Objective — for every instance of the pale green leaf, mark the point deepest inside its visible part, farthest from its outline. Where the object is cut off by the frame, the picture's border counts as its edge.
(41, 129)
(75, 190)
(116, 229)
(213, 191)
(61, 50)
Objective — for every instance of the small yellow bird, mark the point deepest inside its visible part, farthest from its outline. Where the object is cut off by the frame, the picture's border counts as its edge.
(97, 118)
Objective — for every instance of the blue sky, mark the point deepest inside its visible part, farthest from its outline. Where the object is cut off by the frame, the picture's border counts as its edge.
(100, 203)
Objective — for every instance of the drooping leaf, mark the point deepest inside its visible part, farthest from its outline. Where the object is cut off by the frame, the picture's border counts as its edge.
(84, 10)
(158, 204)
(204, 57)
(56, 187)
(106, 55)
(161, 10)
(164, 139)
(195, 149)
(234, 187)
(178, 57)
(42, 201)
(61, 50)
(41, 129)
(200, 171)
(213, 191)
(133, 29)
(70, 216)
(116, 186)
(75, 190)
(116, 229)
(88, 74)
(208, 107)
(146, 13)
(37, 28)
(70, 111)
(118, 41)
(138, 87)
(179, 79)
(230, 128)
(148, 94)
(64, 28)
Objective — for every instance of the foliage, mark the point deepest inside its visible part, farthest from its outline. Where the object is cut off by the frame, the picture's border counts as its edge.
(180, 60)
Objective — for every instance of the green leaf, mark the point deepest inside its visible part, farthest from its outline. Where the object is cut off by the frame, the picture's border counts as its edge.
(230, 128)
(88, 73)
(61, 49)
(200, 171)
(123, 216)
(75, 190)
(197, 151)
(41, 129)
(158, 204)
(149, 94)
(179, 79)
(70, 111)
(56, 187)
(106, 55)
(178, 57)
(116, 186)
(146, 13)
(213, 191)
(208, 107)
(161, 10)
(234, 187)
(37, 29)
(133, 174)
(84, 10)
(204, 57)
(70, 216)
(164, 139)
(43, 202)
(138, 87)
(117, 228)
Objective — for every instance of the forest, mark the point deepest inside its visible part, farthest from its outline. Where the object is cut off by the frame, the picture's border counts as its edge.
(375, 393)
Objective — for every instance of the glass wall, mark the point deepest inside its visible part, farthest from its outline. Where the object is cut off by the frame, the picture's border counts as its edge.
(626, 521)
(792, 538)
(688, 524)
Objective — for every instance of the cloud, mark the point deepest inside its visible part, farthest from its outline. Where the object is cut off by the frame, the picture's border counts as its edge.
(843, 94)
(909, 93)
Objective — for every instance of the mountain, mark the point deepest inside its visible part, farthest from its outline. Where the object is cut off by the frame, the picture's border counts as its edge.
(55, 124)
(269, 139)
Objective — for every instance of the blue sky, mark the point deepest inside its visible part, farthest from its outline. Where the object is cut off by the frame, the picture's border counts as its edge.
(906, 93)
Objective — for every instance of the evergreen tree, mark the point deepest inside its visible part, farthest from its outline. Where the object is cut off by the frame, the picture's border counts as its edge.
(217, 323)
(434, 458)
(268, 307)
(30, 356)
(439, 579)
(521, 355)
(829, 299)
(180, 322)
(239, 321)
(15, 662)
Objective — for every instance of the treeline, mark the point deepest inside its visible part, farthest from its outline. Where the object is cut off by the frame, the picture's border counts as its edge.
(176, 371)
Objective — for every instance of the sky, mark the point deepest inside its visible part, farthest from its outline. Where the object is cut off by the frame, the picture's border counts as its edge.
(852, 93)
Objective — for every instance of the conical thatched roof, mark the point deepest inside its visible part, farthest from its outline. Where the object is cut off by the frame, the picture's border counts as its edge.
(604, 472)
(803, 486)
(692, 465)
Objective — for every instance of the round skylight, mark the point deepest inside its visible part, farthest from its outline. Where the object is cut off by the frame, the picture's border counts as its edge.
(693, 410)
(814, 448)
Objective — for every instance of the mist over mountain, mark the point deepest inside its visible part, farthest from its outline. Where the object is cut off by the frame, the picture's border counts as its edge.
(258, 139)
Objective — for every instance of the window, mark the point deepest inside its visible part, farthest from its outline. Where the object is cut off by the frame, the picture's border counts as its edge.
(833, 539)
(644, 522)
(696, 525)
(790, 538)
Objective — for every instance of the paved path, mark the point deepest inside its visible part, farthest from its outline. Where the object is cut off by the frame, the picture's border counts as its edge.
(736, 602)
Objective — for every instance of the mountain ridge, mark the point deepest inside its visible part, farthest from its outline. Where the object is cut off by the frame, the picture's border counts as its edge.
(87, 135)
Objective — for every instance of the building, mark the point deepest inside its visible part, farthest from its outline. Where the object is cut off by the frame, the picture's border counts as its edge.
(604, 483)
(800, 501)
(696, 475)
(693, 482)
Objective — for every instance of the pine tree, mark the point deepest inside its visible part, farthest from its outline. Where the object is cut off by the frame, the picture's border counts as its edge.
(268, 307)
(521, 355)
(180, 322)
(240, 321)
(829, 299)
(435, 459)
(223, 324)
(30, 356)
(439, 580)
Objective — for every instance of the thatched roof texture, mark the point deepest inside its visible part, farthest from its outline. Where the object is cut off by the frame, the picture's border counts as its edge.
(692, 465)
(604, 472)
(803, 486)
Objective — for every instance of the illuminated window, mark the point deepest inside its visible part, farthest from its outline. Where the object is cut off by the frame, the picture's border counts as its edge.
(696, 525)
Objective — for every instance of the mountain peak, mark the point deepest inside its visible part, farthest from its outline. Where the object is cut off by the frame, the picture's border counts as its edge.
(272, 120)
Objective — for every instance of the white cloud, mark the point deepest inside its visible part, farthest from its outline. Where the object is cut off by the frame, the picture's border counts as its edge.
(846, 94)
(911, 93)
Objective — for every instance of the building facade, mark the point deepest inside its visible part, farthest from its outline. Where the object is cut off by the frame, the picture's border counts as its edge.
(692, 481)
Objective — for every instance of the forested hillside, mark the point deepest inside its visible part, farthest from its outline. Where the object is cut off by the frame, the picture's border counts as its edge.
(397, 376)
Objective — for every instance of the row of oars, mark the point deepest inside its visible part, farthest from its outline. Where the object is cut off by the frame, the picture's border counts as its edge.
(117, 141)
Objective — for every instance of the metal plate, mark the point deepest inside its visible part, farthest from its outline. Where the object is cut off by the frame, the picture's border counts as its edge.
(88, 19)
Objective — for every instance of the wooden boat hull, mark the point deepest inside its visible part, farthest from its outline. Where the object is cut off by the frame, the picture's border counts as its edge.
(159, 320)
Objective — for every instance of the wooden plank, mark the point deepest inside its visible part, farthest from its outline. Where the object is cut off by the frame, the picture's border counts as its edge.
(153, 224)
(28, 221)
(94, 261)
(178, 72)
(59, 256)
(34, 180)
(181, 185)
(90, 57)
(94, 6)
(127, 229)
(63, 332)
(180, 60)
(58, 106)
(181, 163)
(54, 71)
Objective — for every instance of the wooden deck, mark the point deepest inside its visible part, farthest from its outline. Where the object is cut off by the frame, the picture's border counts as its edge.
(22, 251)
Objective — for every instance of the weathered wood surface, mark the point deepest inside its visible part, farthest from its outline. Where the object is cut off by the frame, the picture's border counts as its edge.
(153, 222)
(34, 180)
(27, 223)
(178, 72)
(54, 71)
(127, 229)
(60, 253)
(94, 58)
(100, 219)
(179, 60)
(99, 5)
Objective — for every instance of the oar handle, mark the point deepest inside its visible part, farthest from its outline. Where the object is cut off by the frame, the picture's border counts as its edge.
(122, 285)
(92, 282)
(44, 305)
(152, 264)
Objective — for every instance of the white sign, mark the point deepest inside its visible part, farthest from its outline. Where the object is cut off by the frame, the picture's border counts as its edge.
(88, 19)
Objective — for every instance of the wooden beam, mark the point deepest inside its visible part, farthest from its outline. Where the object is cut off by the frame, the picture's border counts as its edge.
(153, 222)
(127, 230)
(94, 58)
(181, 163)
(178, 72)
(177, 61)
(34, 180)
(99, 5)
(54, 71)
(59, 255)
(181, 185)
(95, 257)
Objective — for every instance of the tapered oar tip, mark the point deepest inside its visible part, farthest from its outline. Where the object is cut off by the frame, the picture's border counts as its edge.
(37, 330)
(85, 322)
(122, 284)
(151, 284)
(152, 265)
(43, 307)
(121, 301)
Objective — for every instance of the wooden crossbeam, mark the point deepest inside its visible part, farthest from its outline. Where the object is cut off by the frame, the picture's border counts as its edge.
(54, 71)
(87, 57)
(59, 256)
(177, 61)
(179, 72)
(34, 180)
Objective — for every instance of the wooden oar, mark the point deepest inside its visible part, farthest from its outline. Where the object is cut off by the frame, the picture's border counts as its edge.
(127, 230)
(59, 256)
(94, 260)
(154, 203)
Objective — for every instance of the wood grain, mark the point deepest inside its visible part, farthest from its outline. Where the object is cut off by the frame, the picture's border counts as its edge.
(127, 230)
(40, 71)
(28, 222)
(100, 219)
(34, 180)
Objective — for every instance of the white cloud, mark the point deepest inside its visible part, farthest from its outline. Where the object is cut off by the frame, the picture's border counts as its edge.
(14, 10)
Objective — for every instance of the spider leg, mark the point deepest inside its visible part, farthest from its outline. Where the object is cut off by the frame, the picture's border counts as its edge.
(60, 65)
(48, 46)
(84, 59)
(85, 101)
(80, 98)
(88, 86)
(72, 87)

_WHAT YOU WILL DO_.
Retype the lines of the material from the one containing "Objective — for every instance of the wooden beam, mark" through the last line, exactly, and give no other lines.

_WRITTEN SOLUTION_.
Objective — for every instance of the wooden beam, mark the point deepest inside its visible part, farthest from its outline. Where the object is cut off by the frame, the picture's border counts as its edge.
(153, 222)
(127, 230)
(94, 58)
(181, 163)
(178, 72)
(177, 61)
(34, 180)
(99, 5)
(54, 71)
(59, 255)
(181, 185)
(95, 257)
Objective — for every instance of the tapered oar tip, mark the point deepest inside its visible part, farthest from its outline. Where the object is cut off by the frame, the picture's border counts as its edge.
(37, 330)
(85, 322)
(122, 284)
(151, 284)
(152, 265)
(43, 307)
(121, 301)
Objective — for every instance of the wooden crossbeam, mark the point deepest inside its visible part, farthest from its outline. Where the object is cut off by the frame, the picture's border counts as its edge.
(54, 71)
(87, 57)
(59, 256)
(177, 61)
(179, 72)
(34, 180)
Objective — for every instance of the wooden oar, mark the point deepest inside its visible part, farthest from its outline. Where the object is cut off by the frame, the picture's border counts as its edge.
(127, 230)
(59, 256)
(94, 260)
(154, 203)
Objective — for every instance of the wood grain, mark the point deepest inside its visible part, farthest from its outline. Where the object is cut off by the frame, the picture's border counts as its edge.
(127, 230)
(40, 71)
(28, 222)
(100, 219)
(34, 180)
Objective — for every instance of the white cloud, mark the point deepest inside its visible part, farthest from its outline. Where the object is cut off by the frame, the picture's border counts as its edge.
(14, 10)
Objective — for every instance of the spider leg, mark the point deepest inside its visible part, farthest from its outline. Where the object is cut off by the frame, the picture's border counts as its edge.
(60, 65)
(48, 46)
(84, 59)
(85, 101)
(80, 98)
(88, 86)
(72, 87)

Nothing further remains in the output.